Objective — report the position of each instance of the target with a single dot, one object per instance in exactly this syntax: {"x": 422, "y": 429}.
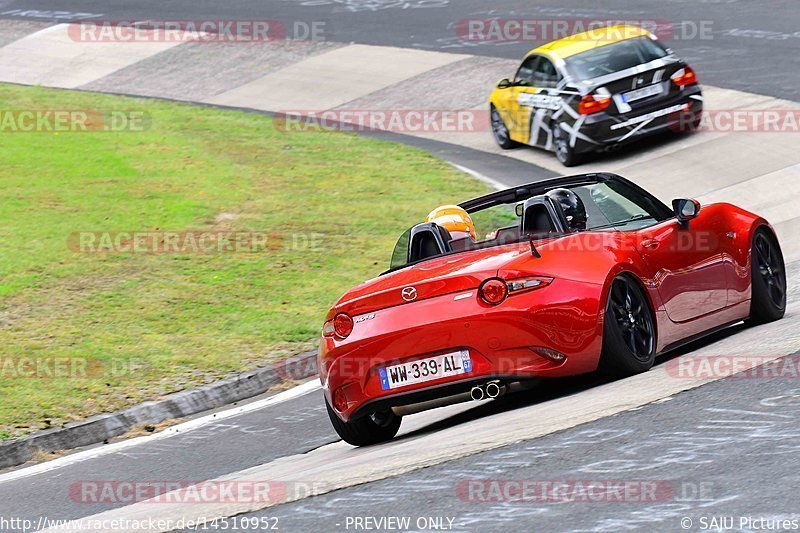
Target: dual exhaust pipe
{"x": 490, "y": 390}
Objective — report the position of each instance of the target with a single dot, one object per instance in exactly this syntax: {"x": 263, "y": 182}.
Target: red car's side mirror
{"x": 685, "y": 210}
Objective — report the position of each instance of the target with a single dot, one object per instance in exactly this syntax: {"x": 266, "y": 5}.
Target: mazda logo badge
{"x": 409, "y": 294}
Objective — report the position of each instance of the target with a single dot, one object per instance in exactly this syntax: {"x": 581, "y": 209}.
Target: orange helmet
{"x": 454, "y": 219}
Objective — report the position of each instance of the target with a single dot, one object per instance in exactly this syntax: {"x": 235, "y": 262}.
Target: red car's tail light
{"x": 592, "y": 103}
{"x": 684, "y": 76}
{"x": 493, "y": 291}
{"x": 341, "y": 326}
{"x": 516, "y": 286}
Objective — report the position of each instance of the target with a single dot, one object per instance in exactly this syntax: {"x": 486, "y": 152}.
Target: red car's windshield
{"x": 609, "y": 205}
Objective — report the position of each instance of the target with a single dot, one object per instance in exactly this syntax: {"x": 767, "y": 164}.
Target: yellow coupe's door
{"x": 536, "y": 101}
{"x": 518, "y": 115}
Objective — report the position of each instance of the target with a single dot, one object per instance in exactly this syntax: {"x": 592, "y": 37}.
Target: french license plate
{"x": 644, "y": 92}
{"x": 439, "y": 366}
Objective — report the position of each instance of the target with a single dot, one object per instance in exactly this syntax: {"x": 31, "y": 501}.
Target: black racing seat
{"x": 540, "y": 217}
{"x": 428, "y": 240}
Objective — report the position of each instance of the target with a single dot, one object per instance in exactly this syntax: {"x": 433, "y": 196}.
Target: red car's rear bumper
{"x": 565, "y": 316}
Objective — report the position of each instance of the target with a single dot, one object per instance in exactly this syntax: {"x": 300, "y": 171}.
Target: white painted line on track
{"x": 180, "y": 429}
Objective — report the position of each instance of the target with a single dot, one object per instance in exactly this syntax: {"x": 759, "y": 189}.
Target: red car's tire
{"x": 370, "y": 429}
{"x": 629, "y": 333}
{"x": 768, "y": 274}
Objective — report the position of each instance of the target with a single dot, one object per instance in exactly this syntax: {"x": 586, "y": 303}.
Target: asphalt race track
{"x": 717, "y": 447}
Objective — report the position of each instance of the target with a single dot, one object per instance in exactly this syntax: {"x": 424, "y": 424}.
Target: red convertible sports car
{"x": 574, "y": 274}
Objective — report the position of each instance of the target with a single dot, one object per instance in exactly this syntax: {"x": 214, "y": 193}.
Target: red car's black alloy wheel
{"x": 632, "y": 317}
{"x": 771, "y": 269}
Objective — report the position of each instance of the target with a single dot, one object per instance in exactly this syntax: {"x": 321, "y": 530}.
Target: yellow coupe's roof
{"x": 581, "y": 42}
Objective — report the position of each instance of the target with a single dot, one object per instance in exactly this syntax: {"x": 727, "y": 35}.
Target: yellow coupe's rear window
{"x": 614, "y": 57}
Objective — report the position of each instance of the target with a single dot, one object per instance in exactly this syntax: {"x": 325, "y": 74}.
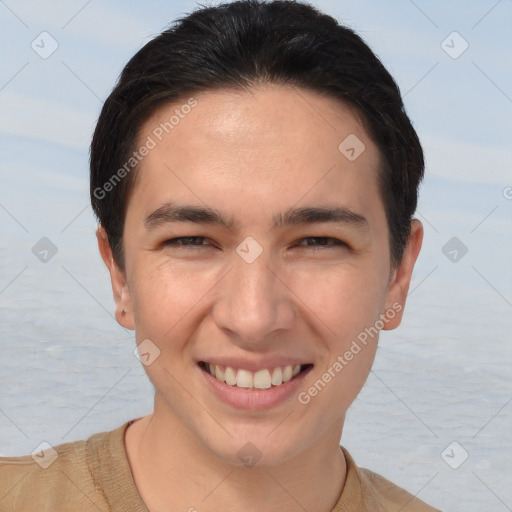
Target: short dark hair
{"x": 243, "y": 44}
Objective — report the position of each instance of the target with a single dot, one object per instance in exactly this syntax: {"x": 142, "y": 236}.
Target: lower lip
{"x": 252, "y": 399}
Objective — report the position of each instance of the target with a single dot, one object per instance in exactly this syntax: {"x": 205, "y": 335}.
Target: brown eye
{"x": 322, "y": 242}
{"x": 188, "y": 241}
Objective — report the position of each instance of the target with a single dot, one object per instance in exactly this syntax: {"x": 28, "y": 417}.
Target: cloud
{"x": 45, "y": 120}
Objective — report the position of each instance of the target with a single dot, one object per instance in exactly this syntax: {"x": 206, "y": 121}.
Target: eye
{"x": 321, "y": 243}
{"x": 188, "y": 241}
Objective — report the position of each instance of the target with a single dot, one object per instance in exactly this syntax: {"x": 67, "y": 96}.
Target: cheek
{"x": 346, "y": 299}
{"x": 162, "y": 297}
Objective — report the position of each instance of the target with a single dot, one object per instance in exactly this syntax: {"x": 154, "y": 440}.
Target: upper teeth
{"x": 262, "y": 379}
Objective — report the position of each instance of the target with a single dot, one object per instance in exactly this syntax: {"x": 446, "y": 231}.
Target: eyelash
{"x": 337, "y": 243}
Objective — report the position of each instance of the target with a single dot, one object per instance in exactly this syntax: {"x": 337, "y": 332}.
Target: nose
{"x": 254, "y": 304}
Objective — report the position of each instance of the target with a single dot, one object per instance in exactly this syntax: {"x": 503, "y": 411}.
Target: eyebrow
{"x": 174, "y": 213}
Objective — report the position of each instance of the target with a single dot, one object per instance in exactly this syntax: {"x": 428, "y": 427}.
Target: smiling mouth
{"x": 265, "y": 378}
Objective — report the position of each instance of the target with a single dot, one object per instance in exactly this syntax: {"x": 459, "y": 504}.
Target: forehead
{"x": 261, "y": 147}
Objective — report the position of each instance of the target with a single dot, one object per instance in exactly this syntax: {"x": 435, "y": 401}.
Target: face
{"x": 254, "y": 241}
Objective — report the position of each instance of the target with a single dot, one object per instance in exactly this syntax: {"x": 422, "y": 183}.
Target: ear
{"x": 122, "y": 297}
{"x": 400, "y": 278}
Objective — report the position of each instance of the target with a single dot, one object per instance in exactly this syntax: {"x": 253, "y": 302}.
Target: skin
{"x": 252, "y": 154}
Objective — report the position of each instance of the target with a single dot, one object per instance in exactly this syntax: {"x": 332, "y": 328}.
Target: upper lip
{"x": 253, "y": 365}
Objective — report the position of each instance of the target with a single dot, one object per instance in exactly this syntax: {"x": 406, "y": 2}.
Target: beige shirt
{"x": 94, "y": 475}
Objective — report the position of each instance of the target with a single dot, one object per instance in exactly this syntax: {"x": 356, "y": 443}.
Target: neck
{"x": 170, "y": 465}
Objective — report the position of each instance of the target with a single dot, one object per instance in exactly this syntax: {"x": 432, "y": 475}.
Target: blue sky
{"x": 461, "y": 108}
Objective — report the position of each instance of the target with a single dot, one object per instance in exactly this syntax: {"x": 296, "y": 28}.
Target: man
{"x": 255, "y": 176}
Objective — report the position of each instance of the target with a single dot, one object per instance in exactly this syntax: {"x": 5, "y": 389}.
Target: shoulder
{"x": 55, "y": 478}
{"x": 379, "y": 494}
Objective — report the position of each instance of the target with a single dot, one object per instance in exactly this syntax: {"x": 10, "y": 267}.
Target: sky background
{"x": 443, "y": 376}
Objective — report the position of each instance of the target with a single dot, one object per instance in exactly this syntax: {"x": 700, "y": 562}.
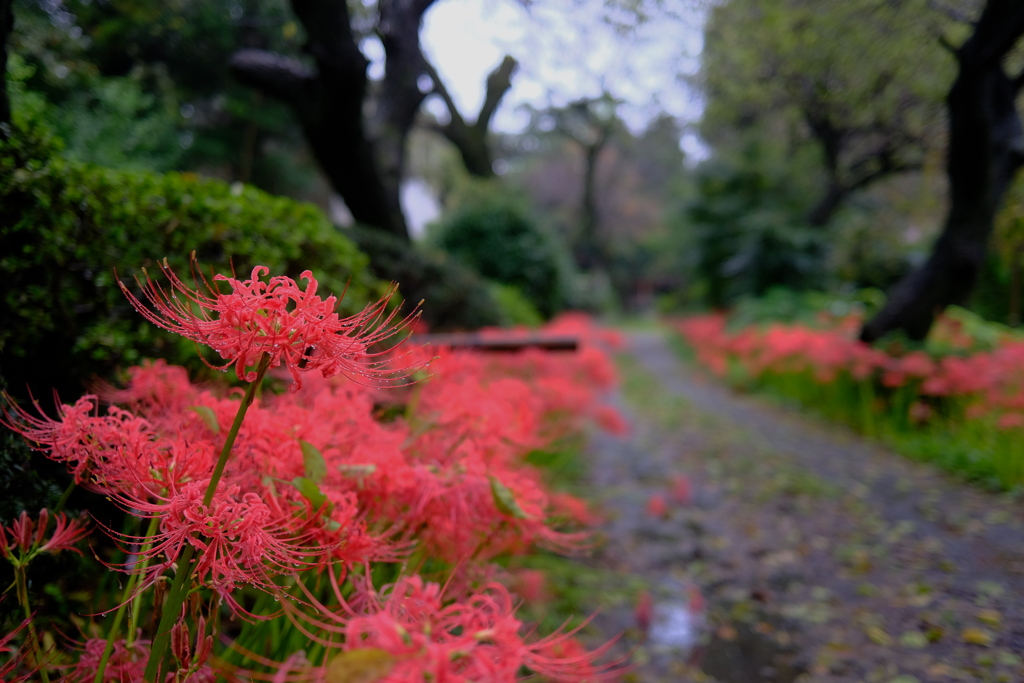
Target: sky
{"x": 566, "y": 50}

* * *

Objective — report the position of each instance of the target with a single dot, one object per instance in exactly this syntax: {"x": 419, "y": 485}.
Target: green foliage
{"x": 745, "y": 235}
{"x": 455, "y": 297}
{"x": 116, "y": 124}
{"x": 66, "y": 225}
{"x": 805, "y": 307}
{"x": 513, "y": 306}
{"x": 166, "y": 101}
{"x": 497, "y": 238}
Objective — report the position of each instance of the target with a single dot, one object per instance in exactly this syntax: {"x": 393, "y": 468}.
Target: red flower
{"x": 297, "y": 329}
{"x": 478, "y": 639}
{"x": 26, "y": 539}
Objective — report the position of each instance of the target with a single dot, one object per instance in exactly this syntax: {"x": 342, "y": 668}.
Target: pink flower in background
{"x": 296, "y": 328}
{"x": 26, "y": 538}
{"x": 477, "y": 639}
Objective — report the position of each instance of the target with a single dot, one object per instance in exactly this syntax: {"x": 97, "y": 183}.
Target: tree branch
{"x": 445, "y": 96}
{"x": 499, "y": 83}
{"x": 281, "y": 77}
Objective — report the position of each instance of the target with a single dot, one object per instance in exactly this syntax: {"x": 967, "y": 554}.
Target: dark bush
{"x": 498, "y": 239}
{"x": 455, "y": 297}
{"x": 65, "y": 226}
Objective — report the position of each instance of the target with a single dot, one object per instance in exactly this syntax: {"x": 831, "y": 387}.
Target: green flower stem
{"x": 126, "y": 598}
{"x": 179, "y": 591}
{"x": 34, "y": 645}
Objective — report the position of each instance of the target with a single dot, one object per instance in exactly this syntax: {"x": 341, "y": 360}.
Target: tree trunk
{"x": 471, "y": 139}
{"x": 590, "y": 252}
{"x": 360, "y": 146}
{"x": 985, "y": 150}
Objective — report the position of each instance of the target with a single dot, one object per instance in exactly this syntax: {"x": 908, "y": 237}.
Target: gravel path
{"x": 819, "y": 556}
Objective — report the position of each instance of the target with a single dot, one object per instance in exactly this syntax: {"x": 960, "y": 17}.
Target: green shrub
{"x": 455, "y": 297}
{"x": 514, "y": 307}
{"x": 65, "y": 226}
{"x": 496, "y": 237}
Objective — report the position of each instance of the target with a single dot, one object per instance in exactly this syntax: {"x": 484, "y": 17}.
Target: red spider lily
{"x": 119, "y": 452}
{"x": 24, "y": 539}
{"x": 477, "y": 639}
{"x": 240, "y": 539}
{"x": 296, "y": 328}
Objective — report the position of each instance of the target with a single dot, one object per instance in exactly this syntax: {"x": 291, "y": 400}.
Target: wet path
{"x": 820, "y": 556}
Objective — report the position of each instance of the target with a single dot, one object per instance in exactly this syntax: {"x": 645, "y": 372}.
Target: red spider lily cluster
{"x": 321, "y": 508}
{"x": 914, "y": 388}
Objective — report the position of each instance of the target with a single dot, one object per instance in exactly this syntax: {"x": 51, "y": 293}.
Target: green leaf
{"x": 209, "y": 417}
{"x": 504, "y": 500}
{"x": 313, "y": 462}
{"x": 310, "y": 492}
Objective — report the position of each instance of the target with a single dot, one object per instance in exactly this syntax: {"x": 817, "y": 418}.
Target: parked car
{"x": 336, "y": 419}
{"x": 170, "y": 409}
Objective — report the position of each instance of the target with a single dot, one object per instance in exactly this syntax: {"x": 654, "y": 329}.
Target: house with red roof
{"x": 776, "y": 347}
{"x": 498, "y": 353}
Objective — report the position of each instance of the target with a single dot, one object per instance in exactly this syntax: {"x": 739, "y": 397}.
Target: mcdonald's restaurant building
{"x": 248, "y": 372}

▶ [WHAT THE TASK REQUIRES]
Show every line of the records that contains the word "background", copying each line in full. Case counts.

▶ [ANSWER BELOW]
Target: sky background
Target: pink flower in background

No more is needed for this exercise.